### Exercise
Report every line of the listing below that contains the word "pupil", copying each such line in full.
===== Source records =====
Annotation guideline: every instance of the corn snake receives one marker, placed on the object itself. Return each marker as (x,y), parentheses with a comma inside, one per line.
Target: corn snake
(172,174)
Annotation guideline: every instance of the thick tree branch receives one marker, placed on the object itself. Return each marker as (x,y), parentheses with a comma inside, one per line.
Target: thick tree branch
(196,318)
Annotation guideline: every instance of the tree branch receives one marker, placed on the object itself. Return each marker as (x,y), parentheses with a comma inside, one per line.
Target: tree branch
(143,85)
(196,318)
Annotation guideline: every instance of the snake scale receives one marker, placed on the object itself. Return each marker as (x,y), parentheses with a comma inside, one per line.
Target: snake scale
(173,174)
=====
===== Source records =====
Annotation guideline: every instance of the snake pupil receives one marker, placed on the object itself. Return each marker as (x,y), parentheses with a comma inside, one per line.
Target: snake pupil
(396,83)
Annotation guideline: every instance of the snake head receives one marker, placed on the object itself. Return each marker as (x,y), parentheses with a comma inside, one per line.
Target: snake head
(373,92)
=====
### Task output
Annotation guideline: every instance of the snake pupil receives one marker, placed on the object itself. Return each marker as (x,y), parentheses with a comma inside, one per line.
Target: snake pupil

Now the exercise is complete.